**ASSIGNED TASK**. Every record below should be repeated exactly. Omit the pictures.
(PROVIDED DATA begins)
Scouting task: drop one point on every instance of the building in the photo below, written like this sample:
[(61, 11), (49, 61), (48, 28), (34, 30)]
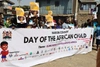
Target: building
[(6, 8), (59, 7), (80, 9), (85, 10)]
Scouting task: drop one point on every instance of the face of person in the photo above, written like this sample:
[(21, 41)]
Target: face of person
[(4, 47), (59, 21), (21, 18)]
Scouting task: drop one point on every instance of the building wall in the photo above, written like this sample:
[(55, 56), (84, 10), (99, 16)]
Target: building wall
[(82, 18), (65, 7)]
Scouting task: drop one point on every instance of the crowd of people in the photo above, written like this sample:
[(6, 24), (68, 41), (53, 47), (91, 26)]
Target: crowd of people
(PROVIDED DATA ends)
**FINISHED EXERCISE**.
Scouting task: drop one point on every instance of the building in the photo below, written like this sample:
[(61, 11), (49, 61), (48, 28), (34, 30)]
Target: building
[(6, 8), (59, 7), (80, 9), (85, 10)]
Scouting task: drop one point on every instance of the face of person in the photo above, written like this sample:
[(21, 41)]
Target: face of person
[(4, 47), (59, 21), (21, 18)]
Scouting task: drop one point on every instance of the building wall in the photo above, written like this sample:
[(55, 56), (84, 10), (99, 16)]
Target: building wall
[(82, 18), (65, 7)]
Scouting task: drop one point on every instance of the crowd of people in the photo above, written like this sample:
[(6, 24), (68, 41), (53, 47), (91, 26)]
Target: crowd of people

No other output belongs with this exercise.